**Recorded information**.
>>>>>

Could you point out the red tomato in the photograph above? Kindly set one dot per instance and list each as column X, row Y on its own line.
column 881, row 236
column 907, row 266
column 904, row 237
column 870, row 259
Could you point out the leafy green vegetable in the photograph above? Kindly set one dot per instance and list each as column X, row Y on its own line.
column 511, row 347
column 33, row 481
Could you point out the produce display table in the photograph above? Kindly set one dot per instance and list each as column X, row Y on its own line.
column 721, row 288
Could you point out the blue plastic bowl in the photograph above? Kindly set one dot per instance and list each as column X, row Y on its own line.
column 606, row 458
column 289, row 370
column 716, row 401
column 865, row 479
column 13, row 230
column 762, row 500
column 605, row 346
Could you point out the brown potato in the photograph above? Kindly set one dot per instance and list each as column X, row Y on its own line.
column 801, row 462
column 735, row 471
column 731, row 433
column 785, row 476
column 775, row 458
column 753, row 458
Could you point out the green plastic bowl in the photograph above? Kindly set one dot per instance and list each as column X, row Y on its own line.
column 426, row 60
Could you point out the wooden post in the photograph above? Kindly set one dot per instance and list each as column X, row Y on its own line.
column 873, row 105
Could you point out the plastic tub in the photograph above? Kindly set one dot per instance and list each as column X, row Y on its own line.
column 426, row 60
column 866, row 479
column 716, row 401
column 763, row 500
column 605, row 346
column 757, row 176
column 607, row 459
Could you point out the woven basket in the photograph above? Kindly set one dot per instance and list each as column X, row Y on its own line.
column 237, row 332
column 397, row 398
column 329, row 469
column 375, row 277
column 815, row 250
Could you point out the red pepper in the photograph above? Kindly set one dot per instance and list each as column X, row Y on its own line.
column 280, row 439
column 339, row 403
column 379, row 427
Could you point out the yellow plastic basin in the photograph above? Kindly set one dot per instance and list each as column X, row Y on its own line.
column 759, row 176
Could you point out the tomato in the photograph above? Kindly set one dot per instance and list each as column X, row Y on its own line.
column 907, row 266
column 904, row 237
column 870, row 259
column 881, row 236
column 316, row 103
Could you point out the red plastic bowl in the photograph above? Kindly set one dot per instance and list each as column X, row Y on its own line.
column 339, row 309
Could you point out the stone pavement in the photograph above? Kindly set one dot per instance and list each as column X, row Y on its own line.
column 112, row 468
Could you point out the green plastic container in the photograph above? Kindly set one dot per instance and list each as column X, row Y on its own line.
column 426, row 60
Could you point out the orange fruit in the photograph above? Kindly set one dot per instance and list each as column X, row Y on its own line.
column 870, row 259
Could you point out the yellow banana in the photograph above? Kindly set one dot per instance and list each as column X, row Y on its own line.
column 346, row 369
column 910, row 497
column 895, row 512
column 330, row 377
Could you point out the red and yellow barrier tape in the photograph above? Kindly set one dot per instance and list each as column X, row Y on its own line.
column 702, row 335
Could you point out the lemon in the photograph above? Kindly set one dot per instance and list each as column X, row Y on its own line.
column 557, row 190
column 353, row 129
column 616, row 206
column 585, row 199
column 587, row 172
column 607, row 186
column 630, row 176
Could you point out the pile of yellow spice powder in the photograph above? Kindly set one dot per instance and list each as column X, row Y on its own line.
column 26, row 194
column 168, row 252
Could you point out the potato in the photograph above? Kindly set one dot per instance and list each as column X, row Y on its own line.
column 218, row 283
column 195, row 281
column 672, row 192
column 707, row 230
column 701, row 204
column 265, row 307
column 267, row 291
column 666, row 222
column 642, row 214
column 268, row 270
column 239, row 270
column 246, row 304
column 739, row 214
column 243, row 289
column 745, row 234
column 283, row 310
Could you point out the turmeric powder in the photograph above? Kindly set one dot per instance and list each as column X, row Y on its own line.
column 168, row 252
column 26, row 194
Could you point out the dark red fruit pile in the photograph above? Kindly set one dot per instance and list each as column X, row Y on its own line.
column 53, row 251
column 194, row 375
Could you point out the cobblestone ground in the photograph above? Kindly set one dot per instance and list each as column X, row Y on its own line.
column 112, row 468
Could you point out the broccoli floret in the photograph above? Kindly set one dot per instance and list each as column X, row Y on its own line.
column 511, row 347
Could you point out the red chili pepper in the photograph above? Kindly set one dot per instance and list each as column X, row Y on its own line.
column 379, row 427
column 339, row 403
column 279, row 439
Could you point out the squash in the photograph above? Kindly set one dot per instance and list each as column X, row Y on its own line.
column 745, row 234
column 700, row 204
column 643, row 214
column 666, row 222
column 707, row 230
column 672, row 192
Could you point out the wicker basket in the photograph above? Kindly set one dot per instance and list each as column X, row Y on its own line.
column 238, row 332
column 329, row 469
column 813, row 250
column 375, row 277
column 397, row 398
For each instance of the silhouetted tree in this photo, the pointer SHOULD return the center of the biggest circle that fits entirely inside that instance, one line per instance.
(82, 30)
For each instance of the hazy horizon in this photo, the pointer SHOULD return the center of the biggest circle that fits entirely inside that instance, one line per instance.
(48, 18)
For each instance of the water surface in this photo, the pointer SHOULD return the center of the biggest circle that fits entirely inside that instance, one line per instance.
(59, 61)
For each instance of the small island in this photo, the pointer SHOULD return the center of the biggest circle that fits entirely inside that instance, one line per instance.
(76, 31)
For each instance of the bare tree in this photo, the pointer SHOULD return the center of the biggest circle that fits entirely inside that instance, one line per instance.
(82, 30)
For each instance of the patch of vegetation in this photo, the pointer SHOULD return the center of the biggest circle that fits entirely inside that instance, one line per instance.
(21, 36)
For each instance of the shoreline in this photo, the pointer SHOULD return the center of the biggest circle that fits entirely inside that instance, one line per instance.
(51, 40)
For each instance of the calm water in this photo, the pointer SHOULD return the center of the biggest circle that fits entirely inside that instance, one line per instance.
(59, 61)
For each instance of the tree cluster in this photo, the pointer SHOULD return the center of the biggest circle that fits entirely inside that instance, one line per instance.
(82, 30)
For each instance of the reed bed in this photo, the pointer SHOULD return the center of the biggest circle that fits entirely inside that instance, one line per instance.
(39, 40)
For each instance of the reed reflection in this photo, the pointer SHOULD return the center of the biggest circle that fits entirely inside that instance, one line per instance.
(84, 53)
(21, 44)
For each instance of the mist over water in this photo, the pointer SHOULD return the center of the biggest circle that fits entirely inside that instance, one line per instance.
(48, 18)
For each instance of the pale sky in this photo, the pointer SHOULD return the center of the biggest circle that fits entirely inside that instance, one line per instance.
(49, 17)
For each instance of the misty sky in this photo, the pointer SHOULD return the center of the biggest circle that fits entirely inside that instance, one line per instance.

<<<<<

**Assignment**. Every record, restated word for word, should make up your reply.

**Exercise solution**.
Could you point out the red tomato in the photograph above? Kindly set one dot per instance and list each as column X, row Y on its own line.
column 881, row 236
column 907, row 266
column 904, row 237
column 870, row 259
Could you point out the leafy green vegetable in the photograph above? Kindly set one dot per instance and list each as column X, row Y on its own line.
column 511, row 347
column 33, row 481
Could you point out the produce display table in the photograph above? Kindly set one dot per instance and list each as column X, row Y on its own line.
column 721, row 288
Could you point out the blue plastic bowl in the photograph above? Kindly set one dot per instance and list each as column X, row Y on its own line.
column 606, row 458
column 289, row 370
column 716, row 401
column 865, row 479
column 13, row 230
column 762, row 500
column 605, row 346
Could you point out the brown potato in the photograph above? Kindly set one dot per instance and list each as column X, row Y on its own line.
column 801, row 462
column 735, row 471
column 731, row 433
column 785, row 476
column 775, row 458
column 753, row 458
Could you point out the green plastic bowl in the photograph above? Kindly set one dot per instance and list each as column X, row Y on its own line.
column 426, row 60
Could you point out the wooden post in the photograph above? Kindly set one dot per instance and list each as column X, row Y on its own line.
column 873, row 105
Could you point out the plastic tub in the photograph above? Kindly set one dot per instance and list each as column X, row Y on its own line.
column 426, row 60
column 866, row 479
column 716, row 401
column 763, row 500
column 605, row 346
column 757, row 176
column 607, row 459
Could you point out the woven basket in the photograph above? Kindly set one dot per instance and list each as column X, row Y on its own line.
column 237, row 332
column 397, row 398
column 329, row 469
column 375, row 277
column 815, row 250
Could you point out the red pepper in the photograph above? Kindly set one dot per instance and list each as column X, row Y on its own line.
column 280, row 439
column 339, row 403
column 379, row 427
Could you point out the yellow plastic basin in the photograph above? Kindly set one dot per instance and list each as column X, row Y on its own line.
column 759, row 176
Could you point out the tomato in the photograph above? Kindly set one dot per instance and list each as column X, row Y on its own line.
column 907, row 266
column 904, row 237
column 870, row 259
column 881, row 236
column 316, row 103
Could you point out the red plastic bowl in the photograph above? Kindly set one dot per instance and list each as column X, row Y on its own line.
column 339, row 309
Could you point out the stone pavement in the photograph above? Kindly set one dot per instance and list each as column X, row Y on its own line.
column 112, row 468
Could you point out the green plastic container in the photograph above? Kindly set one dot per instance and list each as column X, row Y on its own line.
column 426, row 60
Could you point out the orange fruit in the photograph above? Kindly set one dot per instance and list each as column X, row Y on its own line.
column 870, row 259
Could you point out the yellow banana in the photograph above? Kindly set one dot per instance and list each as column X, row Y on its own line.
column 346, row 369
column 910, row 497
column 895, row 512
column 330, row 377
Could you point out the red and yellow barrier tape in the photograph above? Kindly set one dot per instance and list each as column X, row Y on its own line.
column 702, row 335
Could you point out the lemon in the photograph above? Kindly set one dot per instance and list each as column X, row Y on its own line.
column 557, row 190
column 353, row 129
column 616, row 206
column 585, row 199
column 587, row 172
column 607, row 186
column 630, row 176
Could you point out the pile of yellow spice powder in the photograph above? Kindly set one dot per instance and list each as column X, row Y on its own line.
column 26, row 194
column 168, row 252
Could you point out the potato in the photograph above? Kindly set one dot per instance and list each as column X, row Y on its own line.
column 218, row 283
column 195, row 281
column 672, row 192
column 707, row 230
column 701, row 204
column 265, row 307
column 267, row 291
column 666, row 222
column 642, row 214
column 268, row 270
column 239, row 270
column 246, row 304
column 739, row 214
column 243, row 289
column 745, row 234
column 283, row 310
Could you point out the turmeric powder in the photograph above? Kindly set one dot per instance and list each as column X, row Y on its own line.
column 168, row 252
column 26, row 194
Could you point out the dark red fruit pile in the photograph above? Kindly set one dot per instance and list each as column X, row Y on its own line.
column 53, row 251
column 194, row 375
Could you point out the cobblestone ground in the photograph above? Kindly set one dot per instance and list each as column X, row Y on its own line.
column 112, row 468
Could you point out the broccoli floret in the photograph above? Kindly set one dot per instance and list each as column X, row Y on its own line.
column 511, row 347
Could you point out the red chili pepper in the photograph above? Kindly set one dot per instance and list each as column X, row Y on its own line.
column 379, row 427
column 339, row 403
column 279, row 439
Could you point out the squash in the photograph above? Kindly set one dot per instance and list each as column X, row Y on its own line.
column 745, row 234
column 700, row 204
column 643, row 214
column 666, row 222
column 707, row 230
column 672, row 192
Could you point out the wicker basket in the photograph above? Kindly set one dot per instance and list each as column X, row Y on its own line.
column 238, row 332
column 329, row 469
column 813, row 250
column 375, row 277
column 397, row 398
For each instance of the silhouetted tree in this photo, the pointer SHOULD return the center of the biggest circle that fits entirely inside that instance, one line per instance.
(82, 30)
For each instance of the hazy horizon in this photo, the pointer SHOULD return the center of the biggest circle that fits entirely inside that instance, one line per instance.
(48, 18)
For each instance of the water surface in this photo, the pointer SHOULD return the center of the biggest circle that fits entirely inside that instance, one line per instance.
(59, 61)
For each instance of the small island in this photo, the pointer SHOULD return the center of the biggest circle that fits entirely inside that instance, one line per instance.
(76, 31)
For each instance of the bare tree in this photo, the pointer SHOULD return the center of the biggest circle that fits entirely inside that instance, one line per instance.
(82, 30)
For each instance of the patch of vegetation in this photo, the pointer SHOULD return the center of the biggest circle that fits entirely inside that instance, one line per instance.
(21, 36)
For each instance of the shoreline in this photo, the pointer SHOULD return the center of the biggest circle that fits entirely inside that instance, one line per instance.
(51, 40)
For each instance of the calm water in this photo, the pointer SHOULD return the center of the biggest circle that fits entirely inside that instance, one line per instance.
(59, 61)
For each instance of the tree cluster in this photo, the pointer SHOULD return the center of the biggest circle that fits entirely inside that instance, one line per instance.
(82, 30)
For each instance of the reed bed in this photo, the pointer SHOULD return the center of the biggest circle that fits entirely inside that instance, one line per instance.
(39, 40)
For each instance of the reed reflection in this photo, the pointer SHOULD return the center of the biggest circle that fits entirely inside that instance, one line per instance.
(84, 53)
(21, 44)
For each instance of the mist over water in this photo, the pointer SHOULD return the center of the biggest circle that fits entirely inside that instance, one line per instance.
(48, 18)
For each instance of the pale sky in this photo, the pointer SHOULD return the center of the biggest circle that fits entirely inside that instance, one line per instance.
(49, 17)
For each instance of the misty sky in this photo, the pointer SHOULD return the center of the biggest circle that fits entirely inside that instance, one line per instance.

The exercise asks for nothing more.